■ Work task: Each entry below is to be copied verbatim.

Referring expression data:
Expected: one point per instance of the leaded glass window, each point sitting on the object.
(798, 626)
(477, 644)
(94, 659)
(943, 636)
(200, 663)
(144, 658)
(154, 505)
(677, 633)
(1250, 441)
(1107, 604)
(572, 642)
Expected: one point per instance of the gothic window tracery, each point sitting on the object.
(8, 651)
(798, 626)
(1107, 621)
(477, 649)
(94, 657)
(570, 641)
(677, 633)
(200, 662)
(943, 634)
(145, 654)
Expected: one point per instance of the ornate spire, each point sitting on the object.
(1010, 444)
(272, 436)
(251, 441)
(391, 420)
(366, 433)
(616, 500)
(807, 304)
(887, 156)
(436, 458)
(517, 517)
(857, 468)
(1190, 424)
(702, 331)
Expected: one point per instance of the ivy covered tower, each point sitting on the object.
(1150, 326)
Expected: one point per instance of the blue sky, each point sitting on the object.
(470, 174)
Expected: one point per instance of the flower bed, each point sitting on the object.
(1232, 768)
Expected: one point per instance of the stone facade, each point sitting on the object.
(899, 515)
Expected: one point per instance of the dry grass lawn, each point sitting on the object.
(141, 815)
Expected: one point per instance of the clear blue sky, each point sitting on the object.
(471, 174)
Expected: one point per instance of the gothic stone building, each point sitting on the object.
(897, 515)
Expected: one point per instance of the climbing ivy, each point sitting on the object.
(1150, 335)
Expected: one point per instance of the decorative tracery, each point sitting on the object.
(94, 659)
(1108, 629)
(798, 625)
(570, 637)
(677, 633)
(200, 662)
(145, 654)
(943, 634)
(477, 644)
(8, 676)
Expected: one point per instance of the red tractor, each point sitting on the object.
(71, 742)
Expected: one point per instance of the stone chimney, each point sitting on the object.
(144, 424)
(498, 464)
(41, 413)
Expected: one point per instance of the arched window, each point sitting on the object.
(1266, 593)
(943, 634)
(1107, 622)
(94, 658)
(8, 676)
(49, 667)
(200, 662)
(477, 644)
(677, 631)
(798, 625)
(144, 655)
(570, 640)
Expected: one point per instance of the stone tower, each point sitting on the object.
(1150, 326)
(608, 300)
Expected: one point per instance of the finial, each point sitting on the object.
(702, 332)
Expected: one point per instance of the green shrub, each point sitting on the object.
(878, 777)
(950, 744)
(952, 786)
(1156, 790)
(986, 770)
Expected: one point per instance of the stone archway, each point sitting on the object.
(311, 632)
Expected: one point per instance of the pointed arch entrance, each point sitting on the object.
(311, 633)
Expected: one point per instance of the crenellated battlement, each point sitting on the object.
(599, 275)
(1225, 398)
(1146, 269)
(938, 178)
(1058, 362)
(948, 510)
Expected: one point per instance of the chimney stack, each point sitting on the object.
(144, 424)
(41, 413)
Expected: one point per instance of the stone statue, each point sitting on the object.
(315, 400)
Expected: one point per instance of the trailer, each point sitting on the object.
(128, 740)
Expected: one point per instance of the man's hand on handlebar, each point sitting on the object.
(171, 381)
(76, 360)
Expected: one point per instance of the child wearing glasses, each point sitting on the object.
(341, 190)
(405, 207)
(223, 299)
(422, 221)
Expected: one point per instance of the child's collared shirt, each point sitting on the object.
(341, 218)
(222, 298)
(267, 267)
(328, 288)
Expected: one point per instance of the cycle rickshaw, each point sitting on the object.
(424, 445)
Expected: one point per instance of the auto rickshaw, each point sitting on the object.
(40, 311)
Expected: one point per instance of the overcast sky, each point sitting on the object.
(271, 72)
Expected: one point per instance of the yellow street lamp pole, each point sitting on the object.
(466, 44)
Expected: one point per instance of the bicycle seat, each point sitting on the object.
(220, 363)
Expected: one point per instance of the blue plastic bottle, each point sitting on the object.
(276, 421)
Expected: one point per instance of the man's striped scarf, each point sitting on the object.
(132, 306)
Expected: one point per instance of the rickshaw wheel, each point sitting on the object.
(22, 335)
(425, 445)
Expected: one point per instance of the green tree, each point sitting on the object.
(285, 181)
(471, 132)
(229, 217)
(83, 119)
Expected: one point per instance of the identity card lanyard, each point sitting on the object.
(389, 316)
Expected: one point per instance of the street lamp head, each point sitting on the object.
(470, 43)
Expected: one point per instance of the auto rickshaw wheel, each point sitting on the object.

■ Output below:
Expected: one point per instance of the leaded glass window, each point sitting on the object.
(798, 626)
(477, 644)
(94, 659)
(943, 636)
(200, 663)
(144, 658)
(154, 505)
(677, 633)
(1250, 441)
(1107, 604)
(572, 642)
Expected: one point per instance of the gothic window tracery, each point sitting on the object.
(8, 651)
(798, 626)
(1107, 621)
(477, 649)
(94, 657)
(570, 641)
(677, 633)
(200, 662)
(943, 634)
(145, 654)
Expected: one point per instance of the ornate spire, each point sitting on the object.
(1010, 444)
(272, 436)
(251, 441)
(391, 420)
(366, 433)
(616, 500)
(807, 304)
(887, 156)
(436, 458)
(517, 517)
(857, 468)
(1190, 424)
(702, 331)
Expected: one point per instance of the ivy covered tower, each point sitting on the object.
(1150, 326)
Expected: one point per instance of the blue sky, each point sitting on the object.
(470, 174)
Expected: one point per instance of the flower bed, each point sitting on the object.
(1232, 768)
Expected: one point per instance of the stone facade, each point sitting on the object.
(899, 515)
Expected: one point per instance of the dry grass lawn, each point sitting on the object.
(141, 815)
Expected: one point per instance of the clear blue sky, each point sitting on the object.
(471, 174)
Expected: one point per instance of the gothic stone building, each point sitting on the object.
(897, 515)
Expected: one point per instance of the climbing ivy, each point sitting on the object.
(1150, 335)
Expected: one point per instance of the decorative tracery, each point sitting on the object.
(94, 659)
(1108, 629)
(798, 625)
(570, 637)
(677, 633)
(200, 662)
(145, 654)
(943, 634)
(477, 644)
(8, 676)
Expected: one point per instance of the red tractor, each point sitting on the object.
(71, 742)
Expected: one point per instance of the stone chimney, each point sitting on the object.
(144, 424)
(498, 464)
(41, 413)
Expected: one point per instance of the arched window, each point sitting on the object.
(1266, 593)
(943, 634)
(1107, 622)
(94, 658)
(8, 676)
(49, 667)
(200, 662)
(477, 644)
(677, 631)
(798, 625)
(144, 655)
(570, 640)
Expected: one point per instance of the stone tower, each point sitting on the object.
(1150, 326)
(608, 300)
Expected: one point per instance of the finial, each point sitting on the object.
(702, 332)
Expected: one point per instance of the green shrub, each point sitting on the object.
(878, 777)
(950, 744)
(952, 786)
(1156, 790)
(986, 770)
Expected: one point per instance of the stone archway, each point sitting on the object.
(311, 632)
Expected: one point per instance of the pointed arch entrance, each point sitting on the object.
(311, 633)
Expected: one point per instance of the crenellated battlement, each point sitting on the object.
(599, 275)
(1225, 398)
(1146, 269)
(938, 178)
(1058, 362)
(948, 510)
Expected: one point per instance of the chimney stack, each point sitting on the object.
(144, 424)
(41, 413)
Expected: one point per instance of the stone statue, each point sitting on the object.
(315, 400)
Expected: one point per instance of the trailer, each point sitting on the object.
(128, 740)
Expected: one point per instance of the man's hand on handlebar, each point sitting on the object.
(171, 381)
(76, 360)
Expected: one point per instance of the child wearing glasses, each point sitting on the object.
(341, 190)
(405, 207)
(223, 299)
(422, 221)
Expected: one point per instance of the child's collared shirt, each point sitting on the object.
(341, 218)
(222, 298)
(267, 267)
(328, 288)
Expected: one point per instance of the cycle rickshaw, each point sitting on the object.
(424, 445)
Expected: one point per instance of the auto rickshaw, each point sitting on the object.
(40, 311)
Expected: one point per instance of the overcast sky, each point sitting on the object.
(271, 72)
Expected: one point per instance of the yellow street lamp pole, each point sitting on the object.
(466, 44)
Expected: one point per instance of the bicycle seat, each point sitting on the object.
(220, 363)
Expected: one point per instance of the blue plastic bottle, each point sitting on the object.
(276, 421)
Expected: one point per instance of the man's striped scarf, each point sitting on the object.
(132, 306)
Expected: one point per instance of the rickshaw wheel, each point sitting on the object.
(22, 335)
(425, 445)
Expected: one point per instance of the green tree, each point sitting on the object.
(285, 181)
(471, 132)
(229, 217)
(83, 119)
Expected: one point per instance of the identity card lanyard, each point sitting on the object.
(389, 316)
Expected: one point per instance of the street lamp head, each point sitting on the object.
(470, 43)
Expected: one point per instance of the auto rickshaw wheel, each point sitting on the object.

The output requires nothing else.